** Start of Selected text **

Bank Losses Mount - Globally
Good day… And while I hope it’s a Wonderful Wednesday for you, I have sad and shocking news for us at EverBank. Yesterday, we were shocked to learn that our colleague and friend, John Kimsey had passed unexpectedly. Thoughts and prayers are with the family. John had joined the World Markets desk in November of last year, after a career in our Mortgage Division, and made an immediate impact with his personality, and his love of his family. His laugh, and smile were contagious, and will be missed.
I have no experience in dealing with the loss of a colleague, so I’ll just leave it there, and move on. This will be short this morning, as I’m just not in the writing mood.
The dollar continued to rule the roost yesterday, as the story that I broke regarding the Eastern European loan losses weighing heavily on the euro (EUR), really gained steam as the day went on. I have to apologize right here, right now, for contradicting something that my friend John Mauldin and I each said yesterday. I did not mean to do that, and it shows what happens when you write pre-5 AM. I was of the thought that the U.S. losses were larger than those in Europe (overall, both East and West)… But upon further review, I see that NOT to be the case. It all goes back to lending ratios, which in good times people don’t pay attention to… But in bad times, they begin to be as self-evident as a hatchet in one’s forehead. U.S. banks have a loan ratio of around 26 to 1… And European Banks have one that is around 60 to 1… Uh-Oh!
My long time friend, and sometimes colleague, Ed Bonawitz, sent me a note yesterday showing the rot on the vine… This stuff isn’t for anyone under 13 to view, folks; it’s nasty. Here are some facts to make you cringe… “Ireland’s external debt, at $1.8 trillion, equals 900% of the country’s $200 billion GDP. The United Kingdom’s external debt of $10.5 trillion equals 456% of its $2.3 trillion GDP. Switzerland’s external debt of $1.3 trillion equals 433% of its $300 billion GDP.”
So… Now that the credit markets are locked tight, renegotiating the terms of these loans is virtually impossible. The IMF will need to step in Big Time, and as badly as I don’t want to even say this, but have to, the Bundesbank, Germany’s central bank, will have to step in also.
There’s news this morning that Germany will take over Hypo Real Estate Holding, Inc. thus paving the way for the first German Bank nationalization since the 1930s.

** End of Selected text **

▶ [Directions]
1 > In the bank losses post, name each country whose external debt is given, along with that debt figure.
2 > Pick up the bank losses post where it stops and keep writing it.
The listing that follows has no connection to the bank losses post.

** Start of Data entries **

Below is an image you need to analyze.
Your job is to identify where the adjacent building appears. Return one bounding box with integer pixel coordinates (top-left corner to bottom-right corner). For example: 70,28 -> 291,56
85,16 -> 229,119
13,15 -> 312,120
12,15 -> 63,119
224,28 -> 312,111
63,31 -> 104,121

** End of Data entries **

▶ [Solved problems]
1 >
Ireland: $1.8 trillion
United Kingdom: $10.5 trillion
Switzerland: $1.3 trillion

2 >
So… Here’s the deal, folks, the way I see it… These countries are dealing with their own problems, and soon they will move to protectionism measures to keep trade at home. This will happen all over the world, and for my money, it will be akin to pushing trade over the cliff. No way trade is able to recover from a blow like global protectionism, until it ends.
So, again, there’s “uncertainty”… And the uncertainty hedge is here to help! Yesterday, I watched gold move higher all day – to the tune of $28 – bringing the price of gold to $970! This morning, there has to be a ton of profit taking, as gold has backed off by $6. I’ll say this again for anyone missing class on two different occasions last week… It appears that the large investors are moving to hard assets, like gold and not to fiat currencies.
The TIC Flows data yesterday surprised on the upside, with a total of net security purchases by foreigners rising to $34 billion, while the previous month’s negative $21.7 billion was revised down to negative $25.6 billion… So, if you average out the two months, we have a net of around $9 billion, which is not enough to finance the deficit… And that just gets added to our financing needs down the road.
So… Europe is having problems with banks, just like here in the United States… But keep in mind that at least Europe was dealing from a position of strength when this all materialized, and the financial meltdown began, while the United States was already deep in the deficit hole.
Today in the U.S. we get Housing Starts, Building Permits, Industrial Production, and Capacity Utilization all for January… And all should continue to show bad things for the U.S. economy. But as I said yesterday with the deficits rising, and everyone becoming comfortably numb with the numbers, they have long been comfortably numb with the rot on the data’s vine here in the United States. It’s not that people don’t care… It’s that they see it, and realize they can’t do a darn thing about it!
OK… GM was at the back door begging for more drugs, I mean bailout money, yesterday… Here’s what the Wall Street Journal had to say about it…
“General Motors plans to ask for access to an additional $16.6 billion in federal aid. The company said it will run out of money by next month without additional aid. GM also said it would close 14 U.S. plants, five more than previously planned. GM also would cut 47,000 global hourly, salaried jobs.”
If I were “the man” doling out the bailout funds, I surely wouldn’t want the closing of 14 plants and the loss of 47,000 jobs on my conscience… But! I wouldn’t write the check, until GM gave me a few things in writing… 1. A plan to pay it back 2. Why they believe this $16.6 billion will “do the trick” for them. 3. What there plans are to get back in the black given that the United States is in a recession, and not buying automobiles!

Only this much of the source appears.